(Lines of data)

☆ ☆ ☆ ☆ ☆ ☆ ☆

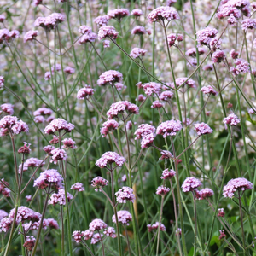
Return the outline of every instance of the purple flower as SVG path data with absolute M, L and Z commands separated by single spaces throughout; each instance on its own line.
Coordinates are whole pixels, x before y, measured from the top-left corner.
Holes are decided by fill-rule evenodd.
M 102 40 L 106 38 L 112 38 L 113 39 L 116 39 L 119 32 L 115 30 L 115 28 L 112 26 L 102 26 L 100 27 L 98 32 L 98 38 Z
M 106 152 L 102 154 L 102 156 L 96 160 L 95 163 L 100 168 L 105 168 L 107 165 L 112 165 L 115 163 L 118 166 L 122 166 L 126 160 L 118 154 L 115 152 Z
M 236 190 L 252 189 L 253 183 L 244 177 L 237 177 L 230 179 L 223 188 L 223 195 L 224 197 L 232 198 Z
M 201 185 L 202 183 L 199 179 L 194 177 L 189 177 L 184 180 L 182 185 L 182 189 L 183 192 L 189 192 L 189 191 L 192 192 L 196 190 L 196 189 Z
M 116 201 L 119 203 L 125 203 L 126 201 L 134 202 L 135 195 L 133 194 L 133 189 L 129 187 L 123 187 L 118 192 L 115 193 Z
M 223 119 L 223 122 L 225 125 L 236 126 L 240 123 L 240 119 L 235 113 L 230 113 L 230 115 L 228 115 L 226 118 Z
M 147 33 L 146 29 L 143 26 L 136 26 L 131 30 L 132 35 L 144 35 L 146 33 Z
M 102 137 L 106 137 L 109 131 L 116 130 L 119 127 L 119 123 L 114 119 L 110 119 L 103 123 L 103 127 L 101 129 L 101 134 Z
M 108 25 L 109 20 L 110 17 L 108 15 L 98 16 L 94 19 L 94 23 L 96 23 L 99 26 L 103 26 Z
M 130 12 L 127 9 L 120 8 L 120 9 L 115 9 L 108 11 L 108 15 L 111 19 L 117 19 L 117 20 L 120 20 L 122 18 L 129 16 Z
M 199 45 L 208 46 L 211 40 L 216 38 L 217 33 L 218 33 L 217 29 L 207 27 L 196 32 L 196 36 L 197 36 L 196 41 L 199 44 Z
M 92 179 L 91 183 L 91 185 L 96 188 L 95 191 L 97 192 L 100 190 L 100 188 L 106 187 L 108 183 L 108 181 L 100 176 L 97 176 Z
M 154 96 L 155 95 L 159 95 L 161 90 L 161 84 L 155 82 L 146 83 L 142 86 L 148 96 Z
M 176 174 L 176 172 L 172 169 L 165 169 L 162 172 L 161 179 L 171 179 Z
M 73 199 L 73 195 L 67 192 L 67 198 L 69 202 Z M 61 206 L 66 205 L 65 190 L 61 189 L 58 190 L 58 193 L 53 193 L 50 199 L 48 201 L 48 204 L 54 206 L 56 204 Z
M 250 72 L 250 64 L 247 61 L 242 59 L 236 59 L 235 64 L 236 67 L 230 68 L 234 76 Z
M 139 108 L 127 101 L 120 101 L 113 103 L 110 106 L 109 110 L 107 112 L 107 115 L 108 119 L 113 119 L 113 118 L 117 118 L 119 114 L 123 113 L 125 111 L 127 111 L 130 114 L 137 114 Z
M 62 141 L 63 143 L 63 148 L 72 148 L 72 149 L 76 149 L 76 142 L 73 141 L 72 138 L 65 138 Z
M 148 20 L 149 23 L 153 23 L 155 21 L 164 21 L 164 20 L 167 20 L 168 21 L 172 20 L 179 19 L 178 13 L 177 10 L 169 6 L 160 6 L 157 9 L 154 9 L 148 15 Z
M 81 183 L 74 183 L 73 185 L 71 186 L 70 189 L 77 190 L 77 191 L 79 191 L 79 192 L 84 191 L 84 185 Z
M 165 196 L 168 192 L 170 192 L 170 189 L 164 187 L 164 186 L 159 186 L 156 189 L 155 194 L 160 195 L 161 196 Z
M 213 191 L 211 189 L 205 188 L 201 189 L 200 191 L 195 191 L 195 197 L 198 200 L 203 200 L 207 197 L 212 196 L 213 195 Z
M 89 224 L 89 230 L 91 231 L 100 230 L 107 228 L 107 224 L 104 221 L 100 218 L 94 219 Z
M 122 83 L 123 75 L 121 73 L 116 70 L 108 70 L 100 75 L 100 79 L 97 81 L 98 85 L 103 86 L 108 84 L 113 84 L 114 83 Z
M 143 15 L 143 11 L 140 9 L 135 9 L 131 12 L 131 15 L 135 16 L 136 18 Z
M 160 134 L 163 137 L 174 136 L 177 131 L 183 129 L 181 121 L 170 120 L 161 123 L 156 130 L 156 134 Z
M 49 125 L 44 129 L 44 133 L 54 134 L 55 131 L 65 131 L 66 132 L 71 132 L 74 129 L 74 125 L 71 123 L 67 123 L 63 119 L 55 119 Z
M 162 108 L 164 105 L 160 102 L 160 101 L 155 101 L 152 102 L 152 108 Z
M 216 96 L 218 94 L 218 92 L 211 85 L 203 86 L 201 89 L 201 91 L 204 94 L 208 94 L 212 96 Z
M 212 54 L 212 61 L 213 63 L 220 63 L 225 58 L 225 54 L 223 50 L 217 50 Z
M 57 170 L 49 169 L 40 173 L 39 177 L 34 181 L 34 187 L 43 189 L 52 185 L 59 189 L 63 187 L 62 181 L 63 178 Z
M 159 222 L 156 222 L 156 223 L 153 224 L 152 225 L 148 224 L 147 227 L 148 229 L 148 232 L 151 232 L 153 230 L 157 230 L 159 228 Z M 163 224 L 160 224 L 160 230 L 166 231 L 166 228 L 165 227 L 165 225 Z
M 154 134 L 155 132 L 155 127 L 148 124 L 142 124 L 135 131 L 134 135 L 136 135 L 135 139 L 141 139 L 146 135 Z
M 85 86 L 78 91 L 77 98 L 79 100 L 89 99 L 90 96 L 94 95 L 95 90 L 90 85 L 85 84 Z
M 131 49 L 130 53 L 130 56 L 134 59 L 143 57 L 145 55 L 146 52 L 147 52 L 146 49 L 136 47 Z
M 205 134 L 212 133 L 213 130 L 205 123 L 198 123 L 194 125 L 197 135 L 201 136 Z
M 33 39 L 35 39 L 35 38 L 38 37 L 38 32 L 37 30 L 28 31 L 24 36 L 24 43 L 27 41 L 32 41 Z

☆ ☆ ☆ ☆ ☆ ☆ ☆

Render the lines of the records as a JSON list of strings, one string per line and no blank lines, starting at the beginning of the records and ending at the line that contains "M 116 201 L". Omit the pictures from the answer.

[
  "Return the outline of every instance of the purple flower as SVG path data with absolute M, L and Z commands separated by single spaces throughout; each instance on its own line.",
  "Coordinates are whole pixels, x before y, measured from the top-left corner.",
  "Holes are decided by fill-rule evenodd.",
  "M 102 40 L 106 38 L 112 38 L 113 39 L 116 39 L 119 32 L 115 30 L 115 28 L 112 26 L 102 26 L 100 27 L 98 32 L 98 38 Z",
  "M 106 152 L 102 154 L 102 156 L 96 160 L 95 163 L 100 168 L 105 168 L 107 165 L 112 165 L 115 163 L 118 166 L 122 166 L 126 160 L 118 154 L 115 152 Z",
  "M 236 190 L 252 189 L 253 183 L 244 177 L 237 177 L 230 179 L 223 188 L 223 195 L 224 197 L 232 198 Z",
  "M 201 185 L 202 183 L 199 179 L 194 177 L 189 177 L 184 180 L 182 185 L 182 189 L 183 192 L 189 192 L 189 191 L 192 192 L 196 190 L 196 189 Z",
  "M 116 201 L 119 203 L 125 203 L 126 201 L 134 202 L 135 195 L 133 194 L 133 189 L 129 187 L 123 187 L 118 192 L 115 193 Z"
]